目的
以下の記録のうち、「postcard」という語を含む行をすべて集めてください。

入力データ
_ _ _ _ _

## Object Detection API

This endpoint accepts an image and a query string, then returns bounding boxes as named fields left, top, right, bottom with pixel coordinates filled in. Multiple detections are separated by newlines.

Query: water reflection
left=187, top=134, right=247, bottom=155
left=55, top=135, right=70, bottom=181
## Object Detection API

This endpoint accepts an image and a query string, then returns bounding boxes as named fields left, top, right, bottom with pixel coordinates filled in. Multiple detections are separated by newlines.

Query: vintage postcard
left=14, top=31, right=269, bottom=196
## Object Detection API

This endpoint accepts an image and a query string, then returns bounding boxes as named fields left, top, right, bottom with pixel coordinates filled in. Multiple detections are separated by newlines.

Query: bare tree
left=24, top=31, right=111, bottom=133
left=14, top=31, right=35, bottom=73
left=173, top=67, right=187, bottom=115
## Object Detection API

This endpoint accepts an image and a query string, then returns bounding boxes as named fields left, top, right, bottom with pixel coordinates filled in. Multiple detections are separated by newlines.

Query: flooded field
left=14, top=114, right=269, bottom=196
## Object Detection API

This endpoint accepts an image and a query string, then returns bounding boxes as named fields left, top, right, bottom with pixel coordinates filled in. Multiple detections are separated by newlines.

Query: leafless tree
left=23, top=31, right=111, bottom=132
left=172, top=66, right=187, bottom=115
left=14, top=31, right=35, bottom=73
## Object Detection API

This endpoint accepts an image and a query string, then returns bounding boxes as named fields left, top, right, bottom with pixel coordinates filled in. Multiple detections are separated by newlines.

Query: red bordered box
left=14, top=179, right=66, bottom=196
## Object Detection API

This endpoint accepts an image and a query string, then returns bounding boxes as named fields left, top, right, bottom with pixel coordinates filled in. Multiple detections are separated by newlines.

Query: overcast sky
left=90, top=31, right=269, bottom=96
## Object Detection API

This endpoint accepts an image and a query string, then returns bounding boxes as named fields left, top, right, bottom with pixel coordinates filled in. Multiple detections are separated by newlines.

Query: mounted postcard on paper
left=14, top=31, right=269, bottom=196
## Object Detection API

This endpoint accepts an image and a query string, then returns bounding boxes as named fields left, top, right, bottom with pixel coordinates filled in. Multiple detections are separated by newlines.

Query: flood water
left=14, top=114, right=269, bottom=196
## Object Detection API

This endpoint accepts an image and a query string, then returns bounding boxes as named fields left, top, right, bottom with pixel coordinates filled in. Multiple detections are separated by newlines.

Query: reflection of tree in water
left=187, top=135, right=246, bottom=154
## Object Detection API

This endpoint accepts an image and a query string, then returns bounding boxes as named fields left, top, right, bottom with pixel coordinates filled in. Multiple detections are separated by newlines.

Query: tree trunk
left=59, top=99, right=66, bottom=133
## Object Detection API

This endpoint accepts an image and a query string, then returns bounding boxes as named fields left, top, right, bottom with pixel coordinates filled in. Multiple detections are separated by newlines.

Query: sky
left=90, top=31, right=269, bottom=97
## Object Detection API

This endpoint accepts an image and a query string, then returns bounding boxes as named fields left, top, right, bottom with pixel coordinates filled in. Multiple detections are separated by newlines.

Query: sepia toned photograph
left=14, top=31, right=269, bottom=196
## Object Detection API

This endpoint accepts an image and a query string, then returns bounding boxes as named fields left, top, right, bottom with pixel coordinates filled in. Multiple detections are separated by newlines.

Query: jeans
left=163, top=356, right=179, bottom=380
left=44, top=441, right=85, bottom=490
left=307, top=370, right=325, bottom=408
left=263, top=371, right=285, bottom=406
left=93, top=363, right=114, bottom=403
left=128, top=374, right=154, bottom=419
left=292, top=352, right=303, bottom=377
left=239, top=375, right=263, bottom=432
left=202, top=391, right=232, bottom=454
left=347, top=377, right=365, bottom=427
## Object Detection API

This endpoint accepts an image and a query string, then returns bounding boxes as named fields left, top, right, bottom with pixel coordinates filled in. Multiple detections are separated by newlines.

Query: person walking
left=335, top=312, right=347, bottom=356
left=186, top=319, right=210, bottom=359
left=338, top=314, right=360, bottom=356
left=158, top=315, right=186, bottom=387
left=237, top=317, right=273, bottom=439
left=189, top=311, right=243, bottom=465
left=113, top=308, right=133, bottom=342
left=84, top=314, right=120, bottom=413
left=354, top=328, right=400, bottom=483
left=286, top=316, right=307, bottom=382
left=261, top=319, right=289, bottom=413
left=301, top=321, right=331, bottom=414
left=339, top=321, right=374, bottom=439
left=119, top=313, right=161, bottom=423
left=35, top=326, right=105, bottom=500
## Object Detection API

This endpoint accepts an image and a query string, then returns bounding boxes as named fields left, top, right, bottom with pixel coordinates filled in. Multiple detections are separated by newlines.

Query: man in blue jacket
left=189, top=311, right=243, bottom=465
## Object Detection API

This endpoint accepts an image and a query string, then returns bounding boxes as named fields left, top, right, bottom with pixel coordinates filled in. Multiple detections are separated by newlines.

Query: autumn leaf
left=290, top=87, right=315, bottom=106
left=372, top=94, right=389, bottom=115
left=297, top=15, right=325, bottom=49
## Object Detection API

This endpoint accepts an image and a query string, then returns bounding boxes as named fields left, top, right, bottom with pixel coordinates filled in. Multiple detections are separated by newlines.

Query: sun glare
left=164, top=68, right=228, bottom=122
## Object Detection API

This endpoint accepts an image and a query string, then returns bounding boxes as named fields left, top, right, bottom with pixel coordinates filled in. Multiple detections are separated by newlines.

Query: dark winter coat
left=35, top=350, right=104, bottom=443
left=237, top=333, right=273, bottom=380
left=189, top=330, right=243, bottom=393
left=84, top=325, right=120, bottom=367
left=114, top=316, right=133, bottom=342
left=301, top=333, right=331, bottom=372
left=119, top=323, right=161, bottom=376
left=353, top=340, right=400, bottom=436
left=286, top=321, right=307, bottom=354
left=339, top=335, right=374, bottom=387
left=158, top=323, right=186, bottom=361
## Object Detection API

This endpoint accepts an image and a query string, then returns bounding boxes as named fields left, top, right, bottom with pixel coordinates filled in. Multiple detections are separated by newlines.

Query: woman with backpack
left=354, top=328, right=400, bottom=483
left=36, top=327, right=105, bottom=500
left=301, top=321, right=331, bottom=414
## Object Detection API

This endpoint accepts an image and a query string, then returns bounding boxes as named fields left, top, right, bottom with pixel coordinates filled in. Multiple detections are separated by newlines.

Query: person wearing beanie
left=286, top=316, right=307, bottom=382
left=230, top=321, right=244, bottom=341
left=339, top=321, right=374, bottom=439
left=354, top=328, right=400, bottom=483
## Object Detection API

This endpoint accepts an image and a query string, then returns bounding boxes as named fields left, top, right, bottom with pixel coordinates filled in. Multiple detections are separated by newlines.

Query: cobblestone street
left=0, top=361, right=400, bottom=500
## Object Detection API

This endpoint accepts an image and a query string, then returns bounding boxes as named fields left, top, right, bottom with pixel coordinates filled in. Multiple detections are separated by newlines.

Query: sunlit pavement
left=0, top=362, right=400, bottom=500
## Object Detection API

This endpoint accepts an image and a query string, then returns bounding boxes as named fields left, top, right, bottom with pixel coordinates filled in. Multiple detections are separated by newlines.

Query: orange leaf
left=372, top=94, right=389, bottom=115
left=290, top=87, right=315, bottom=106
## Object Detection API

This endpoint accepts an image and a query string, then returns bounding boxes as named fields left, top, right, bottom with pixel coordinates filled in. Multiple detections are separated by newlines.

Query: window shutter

_ _ _ _ _

完全な出力
Query: vintage postcard
Query: mounted postcard on paper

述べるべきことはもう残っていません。